Enunciado del problema:
Indica cómo iba vestido el hombre del colectivo según el bloque de texto.

Un día me contó que había conocido a un hombre en el colectivo.

- Estaba de traje – dijo -. Parece un galán de telenovela. Me miró y a mí me dio verguenza, no pensé que me miraba a mí. Vi que anotaba algo en un papelito y cuando se bajó me lo dio. Era su teléfono. ¿Qué hago, lo llamo?

Le dije que obvio que sí, que lo llamara.

- Ya lo llamé – me dijo, riéndose -. Hablamos todas las noches como dos horas. Trabaja mucho, lo único, así que todavía no nos vimos, pero esta semana me saca a cenar.

Material proporcionado:
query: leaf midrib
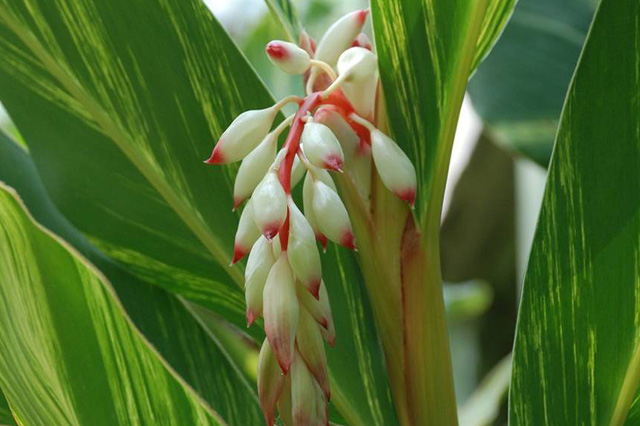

Respuesta:
Iba de traje.